How To Deal With Chronic Angina
Wondering how to deal with chronic angina? Is this condition a sign of necessary lifestyle changes or can it be kept under control with medication? What about surgery? Chronic stable angina is the occurrence of chest pains whenever the heart has to pump harder to fulfill its need for oxygen. The pain is usually caused by clogged arteries, and brought on by exercise, stress, or anything that puts more demand on the heart. Knowing how to deal with chronic angina is important not only for minimizing the discomfort, but for addressing the underlying health issue.
- See your doctor right away. Don't try to deal with chronic angina without professional medical care. Depending on the severity, a doctor may recommend medications, such as beta blockers or nitrates, or surgery — either an angioplasty or possibly open-heart surgery.
- When the pain occurs, rest. Lying down and resting will help the chest pain subside. Your doctor may have prescribed nitrates to relax your blood vessels whenever an attack comes, or when about to do something that could lead to an attack.
========
• [Work item]: Copy out the passage on chronic angina word for word, starting with "- When the pain" and going on through "to an attack.".

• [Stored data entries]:
========
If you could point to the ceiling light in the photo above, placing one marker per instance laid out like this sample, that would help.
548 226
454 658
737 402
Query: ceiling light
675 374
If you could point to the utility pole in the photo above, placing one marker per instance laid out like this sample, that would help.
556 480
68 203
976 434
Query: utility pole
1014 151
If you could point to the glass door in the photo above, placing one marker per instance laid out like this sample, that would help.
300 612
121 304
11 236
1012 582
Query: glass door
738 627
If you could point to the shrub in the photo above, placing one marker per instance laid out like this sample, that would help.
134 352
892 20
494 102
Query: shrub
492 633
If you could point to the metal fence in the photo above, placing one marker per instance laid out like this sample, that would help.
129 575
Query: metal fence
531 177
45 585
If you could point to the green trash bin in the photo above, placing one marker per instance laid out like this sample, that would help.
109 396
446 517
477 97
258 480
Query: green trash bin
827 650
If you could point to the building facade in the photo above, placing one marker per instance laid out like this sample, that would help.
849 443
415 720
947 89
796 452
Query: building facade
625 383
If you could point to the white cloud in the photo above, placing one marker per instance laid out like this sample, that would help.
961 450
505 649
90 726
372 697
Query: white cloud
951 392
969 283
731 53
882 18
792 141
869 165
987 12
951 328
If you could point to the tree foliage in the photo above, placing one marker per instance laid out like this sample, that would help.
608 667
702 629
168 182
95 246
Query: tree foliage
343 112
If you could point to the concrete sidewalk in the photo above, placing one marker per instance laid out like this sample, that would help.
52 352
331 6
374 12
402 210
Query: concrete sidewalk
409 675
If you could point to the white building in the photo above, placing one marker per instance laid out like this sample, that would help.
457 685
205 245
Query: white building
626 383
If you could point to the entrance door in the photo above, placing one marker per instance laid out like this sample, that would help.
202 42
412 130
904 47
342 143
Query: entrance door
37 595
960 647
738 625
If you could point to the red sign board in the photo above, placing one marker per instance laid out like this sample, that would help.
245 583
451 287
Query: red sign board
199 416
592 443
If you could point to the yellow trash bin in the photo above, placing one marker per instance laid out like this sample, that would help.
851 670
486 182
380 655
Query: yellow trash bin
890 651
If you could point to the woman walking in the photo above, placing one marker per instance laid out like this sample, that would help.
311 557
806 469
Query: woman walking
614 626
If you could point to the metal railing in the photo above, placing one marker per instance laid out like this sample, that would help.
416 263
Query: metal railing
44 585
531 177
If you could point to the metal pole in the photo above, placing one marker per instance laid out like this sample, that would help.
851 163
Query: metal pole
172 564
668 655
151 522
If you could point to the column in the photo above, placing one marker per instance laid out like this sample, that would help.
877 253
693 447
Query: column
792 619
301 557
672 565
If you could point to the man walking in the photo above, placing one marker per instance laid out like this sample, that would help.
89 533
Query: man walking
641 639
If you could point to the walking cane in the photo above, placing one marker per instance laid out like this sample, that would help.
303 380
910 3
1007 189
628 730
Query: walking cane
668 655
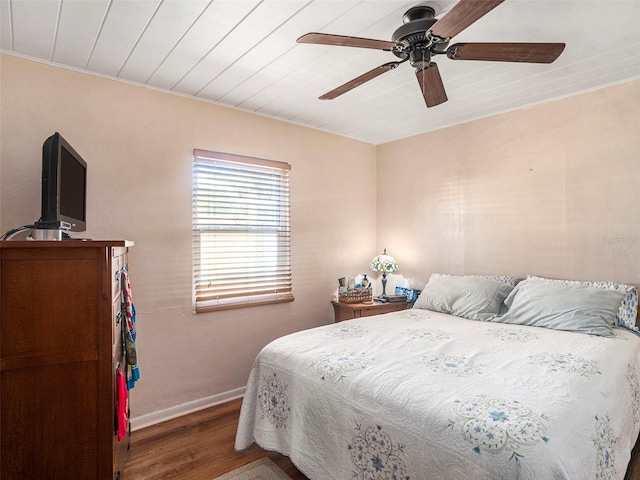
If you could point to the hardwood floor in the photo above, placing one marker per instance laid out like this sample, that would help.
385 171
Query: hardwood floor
199 446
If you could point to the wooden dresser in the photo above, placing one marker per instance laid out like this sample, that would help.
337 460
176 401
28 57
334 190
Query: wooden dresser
60 348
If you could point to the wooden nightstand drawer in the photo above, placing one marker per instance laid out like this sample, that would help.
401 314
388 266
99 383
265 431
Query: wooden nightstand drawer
347 311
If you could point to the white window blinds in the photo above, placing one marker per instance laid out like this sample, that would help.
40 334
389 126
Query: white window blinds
241 244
========
• [Expected answer]:
- When the pain occurs, rest. Lying down and resting will help the chest pain subside. Your doctor may have prescribed nitrates to relax your blood vessels whenever an attack comes, or when about to do something that could lead to an attack.